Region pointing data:
⟨

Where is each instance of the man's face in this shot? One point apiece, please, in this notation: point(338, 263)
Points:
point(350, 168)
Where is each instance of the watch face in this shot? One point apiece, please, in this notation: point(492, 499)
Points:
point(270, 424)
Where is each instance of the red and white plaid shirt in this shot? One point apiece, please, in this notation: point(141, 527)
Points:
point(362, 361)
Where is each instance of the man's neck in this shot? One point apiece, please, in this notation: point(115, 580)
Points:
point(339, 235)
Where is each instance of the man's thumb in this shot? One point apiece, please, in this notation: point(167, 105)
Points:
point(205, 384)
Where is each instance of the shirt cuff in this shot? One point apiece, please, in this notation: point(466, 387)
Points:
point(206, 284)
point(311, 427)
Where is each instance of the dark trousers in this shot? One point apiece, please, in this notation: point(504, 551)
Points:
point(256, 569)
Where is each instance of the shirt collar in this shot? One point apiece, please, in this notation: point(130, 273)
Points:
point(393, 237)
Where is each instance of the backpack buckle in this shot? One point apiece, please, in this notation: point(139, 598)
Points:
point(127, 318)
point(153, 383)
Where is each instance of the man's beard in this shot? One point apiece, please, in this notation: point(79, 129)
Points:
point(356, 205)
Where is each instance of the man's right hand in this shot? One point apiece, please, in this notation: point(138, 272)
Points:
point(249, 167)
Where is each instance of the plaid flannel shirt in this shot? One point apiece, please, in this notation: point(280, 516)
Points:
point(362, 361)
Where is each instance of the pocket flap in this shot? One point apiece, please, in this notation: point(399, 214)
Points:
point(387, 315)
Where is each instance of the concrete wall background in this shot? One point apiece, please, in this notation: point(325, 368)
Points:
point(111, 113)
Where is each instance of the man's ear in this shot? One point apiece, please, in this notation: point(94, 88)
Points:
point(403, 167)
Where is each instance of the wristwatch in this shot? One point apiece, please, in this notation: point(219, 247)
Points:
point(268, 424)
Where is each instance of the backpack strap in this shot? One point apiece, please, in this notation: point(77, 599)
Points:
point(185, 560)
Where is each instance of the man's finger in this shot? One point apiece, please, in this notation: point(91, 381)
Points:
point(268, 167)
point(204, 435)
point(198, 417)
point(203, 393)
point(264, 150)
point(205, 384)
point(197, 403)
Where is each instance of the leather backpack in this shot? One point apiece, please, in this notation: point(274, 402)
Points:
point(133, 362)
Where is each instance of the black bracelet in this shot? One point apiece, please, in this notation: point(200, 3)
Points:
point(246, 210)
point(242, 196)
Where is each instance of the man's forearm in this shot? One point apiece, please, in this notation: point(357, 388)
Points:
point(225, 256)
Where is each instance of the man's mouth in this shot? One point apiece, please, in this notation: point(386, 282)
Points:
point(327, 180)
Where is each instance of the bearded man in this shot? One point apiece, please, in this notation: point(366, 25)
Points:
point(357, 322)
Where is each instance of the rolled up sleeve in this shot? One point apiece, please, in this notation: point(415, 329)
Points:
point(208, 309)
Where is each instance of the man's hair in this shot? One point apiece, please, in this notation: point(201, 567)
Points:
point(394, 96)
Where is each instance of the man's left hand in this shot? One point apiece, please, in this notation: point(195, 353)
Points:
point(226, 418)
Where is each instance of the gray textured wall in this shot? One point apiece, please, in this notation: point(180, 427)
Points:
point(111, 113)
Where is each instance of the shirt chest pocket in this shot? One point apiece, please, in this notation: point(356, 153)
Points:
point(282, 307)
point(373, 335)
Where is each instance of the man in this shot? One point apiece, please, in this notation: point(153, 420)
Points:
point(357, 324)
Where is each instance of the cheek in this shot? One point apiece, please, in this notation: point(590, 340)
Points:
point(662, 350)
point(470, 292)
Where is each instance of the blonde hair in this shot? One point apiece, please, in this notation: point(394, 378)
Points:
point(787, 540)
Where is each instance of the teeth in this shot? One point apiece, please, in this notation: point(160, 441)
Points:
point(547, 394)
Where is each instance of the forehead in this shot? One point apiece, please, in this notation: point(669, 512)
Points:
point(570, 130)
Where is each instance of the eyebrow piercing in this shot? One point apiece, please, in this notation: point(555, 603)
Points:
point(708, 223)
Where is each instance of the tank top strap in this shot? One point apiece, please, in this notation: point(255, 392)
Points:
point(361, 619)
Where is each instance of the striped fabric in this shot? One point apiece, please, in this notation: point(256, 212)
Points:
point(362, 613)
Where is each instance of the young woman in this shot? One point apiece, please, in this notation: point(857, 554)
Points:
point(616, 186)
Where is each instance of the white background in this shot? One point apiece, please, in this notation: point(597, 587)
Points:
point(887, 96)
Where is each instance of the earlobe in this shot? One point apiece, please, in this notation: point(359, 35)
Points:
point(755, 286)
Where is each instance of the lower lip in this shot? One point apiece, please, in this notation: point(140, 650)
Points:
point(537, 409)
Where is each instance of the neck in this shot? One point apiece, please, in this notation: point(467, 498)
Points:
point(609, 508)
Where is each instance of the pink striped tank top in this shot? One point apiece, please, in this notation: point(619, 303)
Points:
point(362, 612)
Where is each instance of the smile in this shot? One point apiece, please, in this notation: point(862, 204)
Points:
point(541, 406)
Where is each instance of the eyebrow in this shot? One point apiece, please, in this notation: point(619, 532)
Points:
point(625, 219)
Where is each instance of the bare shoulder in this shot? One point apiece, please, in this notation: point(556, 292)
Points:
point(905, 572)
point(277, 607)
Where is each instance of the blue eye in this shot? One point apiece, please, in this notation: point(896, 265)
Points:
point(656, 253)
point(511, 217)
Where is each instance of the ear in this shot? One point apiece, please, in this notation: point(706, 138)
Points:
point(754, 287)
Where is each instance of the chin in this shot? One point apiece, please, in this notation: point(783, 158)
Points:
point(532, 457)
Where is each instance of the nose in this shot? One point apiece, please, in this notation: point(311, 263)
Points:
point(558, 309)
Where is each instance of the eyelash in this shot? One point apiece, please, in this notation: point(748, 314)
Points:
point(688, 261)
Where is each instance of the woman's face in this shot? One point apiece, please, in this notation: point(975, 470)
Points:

⟩

Problem to work on: Without leaving anything out, repeat the data exactly.

Solution for this problem:
Where is each instance of the man's face in this shot? One point apiece, please, in this notation: point(338, 263)
Points:
point(350, 168)
Where is each instance of the watch face in this shot? One point apiece, please, in this notation: point(492, 499)
Points:
point(270, 424)
Where is each instance of the red and white plaid shirt in this shot? One point apiece, please, in this notation: point(141, 527)
Points:
point(362, 361)
Where is each instance of the man's neck in this shot? One point apiece, please, in this notation: point(115, 580)
Points:
point(339, 235)
Where is each instance of the man's thumb in this shot? One point apiece, please, in this notation: point(167, 105)
Points:
point(205, 384)
Where is each instance of the shirt cuff in this shot? One point apiece, please, in this notation: point(466, 387)
Points:
point(206, 284)
point(311, 427)
Where is each instance of the dark trousers in this shot? One point apiece, please, in this notation: point(504, 551)
Points:
point(256, 569)
Where is each instance of the shirt collar in this shot? One point apiece, please, in this notation: point(130, 273)
Points:
point(393, 237)
Where is each instance of the backpack buckle in this shot? One point apiece, please, in this notation: point(139, 598)
Points:
point(127, 318)
point(153, 383)
Where is each instance of the man's beard in this shot? One point apiece, please, in this notation: point(79, 129)
Points:
point(356, 205)
Where is each instance of the man's right hand in this shot? One point apiece, please, in this notation: point(138, 272)
Points:
point(249, 167)
Where is each instance of the plaid flannel shirt in this shot? One point apiece, please, in this notation: point(280, 516)
Points:
point(362, 361)
Where is each instance of the pocket flap in this shot? One point apiece, please, in this notation: point(399, 214)
Points:
point(387, 315)
Where is each instance of the concrete wall background in this shot? One point apiece, please, in this notation: point(325, 368)
Points:
point(111, 113)
Where is each instance of the man's ear in this shot? One point apiece, please, in this notation: point(94, 88)
Points:
point(403, 167)
Where is each instance of the wristwatch in this shot? One point apiece, please, in this notation: point(219, 247)
Points:
point(268, 424)
Where is each instance of the backpack strap in this shot? One point apiece, please, in this notation: point(77, 599)
Points:
point(185, 560)
Where is each instance of the man's finger in this shot? One point apiece, please, in this notation: point(91, 381)
Points:
point(268, 167)
point(204, 435)
point(198, 417)
point(203, 393)
point(264, 150)
point(205, 384)
point(197, 403)
Where is each instance of the leather backpack in this shot? One point apiece, please, in this notation: point(274, 402)
Points:
point(133, 362)
Where is each instance of the black bracelet in this shot? One point apiece, please, in this notation: point(200, 3)
Points:
point(246, 210)
point(242, 196)
Where is each instance of the man's forearm in this shot? One point apiece, please, in this notation: point(357, 388)
Points:
point(225, 256)
Where is each instance of the man's mouth in this shot? One point apiece, please, in this notation: point(386, 282)
Points:
point(327, 180)
Where is each instance of the bearded man in this shot? One point apiece, please, in this notation: point(366, 25)
Points:
point(357, 322)
Where is each instance of the rolled up sleeve in this shot? One point apiece, please, in this notation: point(415, 329)
Points:
point(208, 309)
Where is each instance of the man's hair in this shot? One point apiece, please, in this notation: point(201, 567)
Points:
point(394, 96)
Where is each instance of the man's left hand in this shot? One point apiece, please, in this notation: point(195, 353)
Points:
point(226, 418)
Where is each instance of the gray textured wall in this shot? One point apiece, please, in this notation: point(180, 427)
Points:
point(111, 113)
Where is each instance of the shirt chest pocket in this shot? One point apiece, please, in this notation: point(356, 153)
Points:
point(282, 307)
point(373, 335)
Where is each instance of the man in this shot? One point apiece, please, in this notation: point(153, 420)
Points:
point(357, 324)
Where is each instance of the cheek in this shot? One point apiece, please, in this notation: point(590, 340)
Points:
point(662, 350)
point(470, 292)
Where is each instance of the blonde hair in this shot? One point apiece, please, in this notation: point(394, 378)
Points:
point(787, 540)
Where is each instance of the teeth in this shot? One point apiece, please, in this notation: point(160, 441)
Points:
point(547, 394)
Where is each instance of the forehead in this shot? One point apiece, please, in this notation: point(669, 512)
Points:
point(570, 130)
Where is each instance of the eyebrow piercing in this shot? One point apiece, please, in this notation: point(555, 603)
Points:
point(708, 223)
Where is each instance of the tank top strap in this shot? One point apiece, please, in this notation: point(255, 392)
Points:
point(361, 619)
Where is each instance of the striped fabric in this shot? One point apiece, please, in this notation: point(256, 212)
Points:
point(362, 613)
Where is each instance of the young woman in this shot? One point apiece, please, in this notation: point(857, 554)
Points:
point(616, 186)
Where is each instance of the white background in this shot? One point apiece, please, in this notation: point(597, 587)
Points:
point(887, 96)
Where is each instance of the earlobe in this shot? One point apiece, please, in this notation: point(359, 35)
Points:
point(755, 286)
Where is each instance of the lower lip in this shot? One point apiece, please, in this notation: point(140, 650)
Points:
point(537, 409)
Where is each instance of the neck in this shot? One point apiece, please, in this notation: point(467, 498)
Points:
point(609, 508)
Where is each instance of the pink striped tank top in this shot? One point apiece, please, in this notation: point(619, 303)
Points:
point(362, 612)
Where is each instance of the smile in this shot? One point apiece, please, in this notation: point(862, 204)
Points:
point(541, 406)
Where is each instance of the eyebrow in this shot? One point apiece, please, in this notation: point(619, 532)
Points:
point(625, 219)
Where is each instance of the bare shoulder in this shot? One point apiece, please, in this notation: point(556, 292)
Points:
point(905, 572)
point(277, 607)
Where is each instance of the blue eye in this shot? One point apiece, please, in this notation: point(896, 265)
Points:
point(656, 253)
point(511, 217)
Where is each instance of the ear in this shot? One point apiece, please, in this notation: point(706, 138)
Points:
point(754, 287)
Where is each instance of the chin in this shot? One point apiece, please, in this notation: point(783, 158)
Points:
point(532, 457)
Where is each instance of the nose in this shot? One point apiece, please, in this notation: point(311, 263)
Points:
point(558, 309)
Where is each instance of the eyelash in this shot? One point apiece, please, in this notation: point(748, 314)
Points:
point(688, 261)
Where is each instance of the woman's face in this shot? One point apiece, please, in this notation: point(975, 470)
Points:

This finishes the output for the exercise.